Travail à faire:
(1) Les affirmations suivantes concordent-elles avec le texte sur la 3e édition ? Pour chacune, répondez par oui ou par non et citez mot pour mot les mots décisifs du texte. (a) D'après l'auteur, débuter en 3e édition est plus difficile. (b) La réécriture des sorts est jugée correcte. (c) L'équilibrage des grandes classes a été perdu.
(2) Recopiez tout ce qui va de « Olivier Cazeneuve (mars » jusqu'à « encore des monks. » dans le texte sur la 3e édition.
(3) Prolongez le texte sur la 3e édition à partir de l'endroit où il s'arrête.

Texte présenté:
>>

Olivier Cazeneuve (mars 2003)
Je
n'ai pas l'impression qu'une différence fondamentale de plaisir détermine
le choix entre la 3e édition et l'un des systèmes qui l'ont précédée.
Cependant, l'avenir est très nettement à la 3e édition, pas
seulement pour des raisons commerciales. Débuter en 3e ed. n'est pas plus
difficile et c'est un système clos qui fonctionne très bien si l'on
n'a pas connu les anciennes versions. Bien des points obscurs ont trouvé
à cette occasion des solutions élégantes et simples : conversion
des sorts de soin, skills de spot, take 10, tirs à distance, risque de
noyade sont, entre bien d'autres, remarquablement éclaircis. Plusieurs
innovations sont heureuses, notamment les skills. La réécriture
des sorts est correcte. L'équilibrage des grandes classes est conservé,
nonobstant une certaine faiblesse des clercs et plus encore des monks.

<<

Données fournies:
>>

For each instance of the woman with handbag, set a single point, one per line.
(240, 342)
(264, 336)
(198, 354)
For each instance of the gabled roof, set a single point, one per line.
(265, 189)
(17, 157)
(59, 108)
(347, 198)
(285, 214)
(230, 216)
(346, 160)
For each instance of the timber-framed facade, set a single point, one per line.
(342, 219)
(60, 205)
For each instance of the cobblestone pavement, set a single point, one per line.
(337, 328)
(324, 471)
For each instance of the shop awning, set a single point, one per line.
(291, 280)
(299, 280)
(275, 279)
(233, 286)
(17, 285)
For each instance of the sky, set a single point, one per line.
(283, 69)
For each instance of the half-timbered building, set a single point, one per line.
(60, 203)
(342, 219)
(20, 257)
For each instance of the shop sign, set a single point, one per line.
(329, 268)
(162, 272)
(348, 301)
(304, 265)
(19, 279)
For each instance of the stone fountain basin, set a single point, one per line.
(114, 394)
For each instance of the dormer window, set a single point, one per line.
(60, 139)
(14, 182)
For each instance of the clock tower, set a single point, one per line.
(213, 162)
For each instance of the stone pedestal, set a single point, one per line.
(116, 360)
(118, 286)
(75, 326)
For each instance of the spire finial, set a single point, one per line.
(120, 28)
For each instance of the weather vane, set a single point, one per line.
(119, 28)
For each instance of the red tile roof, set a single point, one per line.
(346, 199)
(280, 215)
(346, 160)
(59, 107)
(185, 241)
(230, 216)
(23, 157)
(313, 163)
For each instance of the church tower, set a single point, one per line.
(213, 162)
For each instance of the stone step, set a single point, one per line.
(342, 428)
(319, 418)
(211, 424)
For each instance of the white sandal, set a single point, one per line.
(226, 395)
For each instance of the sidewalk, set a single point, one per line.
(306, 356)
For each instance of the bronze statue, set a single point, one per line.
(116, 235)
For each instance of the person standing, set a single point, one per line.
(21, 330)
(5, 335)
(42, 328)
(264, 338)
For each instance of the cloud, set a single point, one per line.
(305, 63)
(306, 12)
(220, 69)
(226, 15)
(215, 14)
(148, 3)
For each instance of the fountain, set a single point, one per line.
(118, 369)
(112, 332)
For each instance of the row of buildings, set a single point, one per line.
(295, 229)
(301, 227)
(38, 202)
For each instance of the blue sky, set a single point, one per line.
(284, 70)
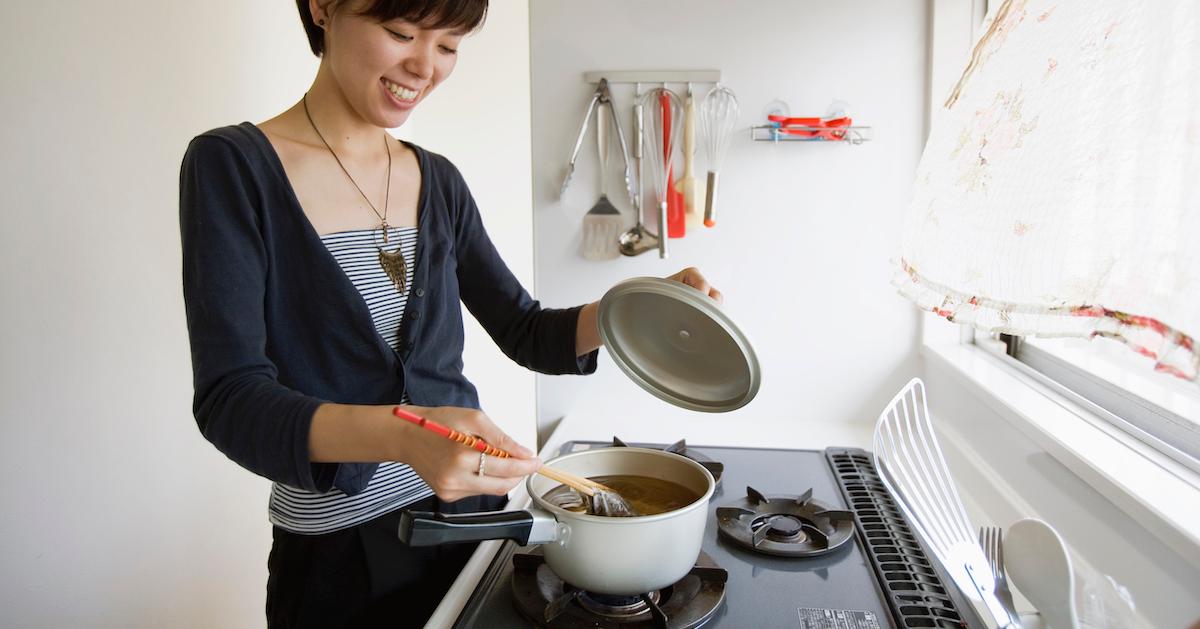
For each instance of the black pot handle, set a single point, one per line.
(429, 528)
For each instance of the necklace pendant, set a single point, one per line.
(393, 263)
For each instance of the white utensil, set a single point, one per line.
(1039, 565)
(909, 461)
(663, 111)
(718, 117)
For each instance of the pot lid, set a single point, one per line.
(678, 345)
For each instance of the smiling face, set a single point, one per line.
(385, 69)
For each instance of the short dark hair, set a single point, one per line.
(463, 15)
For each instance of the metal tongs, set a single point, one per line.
(601, 96)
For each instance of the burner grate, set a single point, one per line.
(911, 583)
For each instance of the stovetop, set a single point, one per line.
(839, 588)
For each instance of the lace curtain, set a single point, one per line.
(1059, 193)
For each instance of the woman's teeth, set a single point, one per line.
(399, 91)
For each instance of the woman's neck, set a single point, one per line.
(337, 123)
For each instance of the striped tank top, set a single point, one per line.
(394, 485)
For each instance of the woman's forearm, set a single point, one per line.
(352, 432)
(587, 331)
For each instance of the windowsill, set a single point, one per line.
(1153, 490)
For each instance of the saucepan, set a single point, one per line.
(619, 556)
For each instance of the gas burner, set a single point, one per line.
(550, 601)
(617, 606)
(785, 525)
(681, 448)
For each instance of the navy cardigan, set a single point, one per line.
(277, 329)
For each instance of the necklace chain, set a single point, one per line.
(387, 195)
(393, 262)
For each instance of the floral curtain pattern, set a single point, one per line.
(1059, 193)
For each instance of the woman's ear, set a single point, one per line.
(322, 11)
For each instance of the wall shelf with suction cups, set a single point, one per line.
(850, 135)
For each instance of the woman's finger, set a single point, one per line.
(495, 466)
(497, 437)
(693, 277)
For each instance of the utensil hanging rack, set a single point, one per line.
(851, 135)
(655, 77)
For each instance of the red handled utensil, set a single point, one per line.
(605, 499)
(450, 433)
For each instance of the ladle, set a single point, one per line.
(636, 239)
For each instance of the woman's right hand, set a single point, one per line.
(450, 468)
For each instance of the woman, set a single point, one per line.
(323, 267)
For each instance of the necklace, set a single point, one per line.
(393, 262)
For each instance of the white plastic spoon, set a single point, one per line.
(1039, 565)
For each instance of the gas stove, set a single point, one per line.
(796, 538)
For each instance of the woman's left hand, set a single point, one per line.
(693, 277)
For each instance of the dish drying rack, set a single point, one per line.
(850, 135)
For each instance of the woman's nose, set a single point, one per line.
(420, 61)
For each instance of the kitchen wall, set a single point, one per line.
(117, 511)
(805, 231)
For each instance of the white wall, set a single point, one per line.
(117, 511)
(805, 232)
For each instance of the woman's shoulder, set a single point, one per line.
(237, 147)
(438, 166)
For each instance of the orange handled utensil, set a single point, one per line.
(450, 433)
(611, 503)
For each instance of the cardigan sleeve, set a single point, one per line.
(535, 337)
(239, 405)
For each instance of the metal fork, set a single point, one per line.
(991, 539)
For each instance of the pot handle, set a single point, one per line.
(429, 528)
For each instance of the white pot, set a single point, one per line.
(621, 556)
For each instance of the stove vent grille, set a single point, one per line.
(910, 580)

<<

Liste des réponses:
(1)
(a) Non : « Débuter en 3e ed. n'est pas plus difficile »
(b) Oui : « La réécriture des sorts est correcte. »
(c) Non : « L'équilibrage des grandes classes est conservé »

(2)
Olivier Cazeneuve (mars 2003)
Je
n'ai pas l'impression qu'une différence fondamentale de plaisir détermine
le choix entre la 3e édition et l'un des systèmes qui l'ont précédée.
Cependant, l'avenir est très nettement à la 3e édition, pas
seulement pour des raisons commerciales. Débuter en 3e ed. n'est pas plus
difficile et c'est un système clos qui fonctionne très bien si l'on
n'a pas connu les anciennes versions. Bien des points obscurs ont trouvé
à cette occasion des solutions élégantes et simples : conversion
des sorts de soin, skills de spot, take 10, tirs à distance, risque de
noyade sont, entre bien d'autres, remarquablement éclaircis. Plusieurs
innovations sont heureuses, notamment les skills. La réécriture
des sorts est correcte. L'équilibrage des grandes classes est conservé,
nonobstant une certaine faiblesse des clercs et plus encore des monks.

(3)
A tout
nouveau joueur, je recommanderais donc sans hésiter la 3e édition
de D&D ; elle est facile d'accès, plaisante, détaillée.
Maintenant, le catalogue des défauts de la 3e édition vaut
celui de la 1e ou de la 2e. Ce qui fut gagné à un endroit est souvent
perdu à un autre. De façon générale, la 3e ed suit
cette pente qui déresponsabilise le DM et les joueurs en faisant reposer
sur un accroissement de statistiques ce qui appartenait à l'arbitraire,
dans tous les sens du terme, le pire comme le meilleur. Cela peut sans doute passer
pour une amélioration, compte tenu du niveau de la plupart des arbitres.
Cependant, à maints égards, le fantastique y perd, parfois en bien
(les portes ne sont plus défonçables n'importe comment
), parfois
en mal (impossible de jouer sans figurines et sans des calculs précis qui
tiennent bien plus du wargame que du jeu de rôle). D'où le sentiment,
pour de vieux rôlistes, que la règle devient de moins en moins un
support et de plus en plus une cage. Enfin, plusieurs aspects sentent le marketing
pur : les réformes du système de niveaux ou l'introduction du challenge
rating arrivent in concreto, en termes de jeu, à des résultats assez
semblables à ceux des éditions précédentes, quoique
radicalement incompatibles avec elles. La principale différence sont des
statistiques déplafonnées et surabondantes dont la lecture, en ce
qui concerne les monstres, devient parfois un véritable pensum.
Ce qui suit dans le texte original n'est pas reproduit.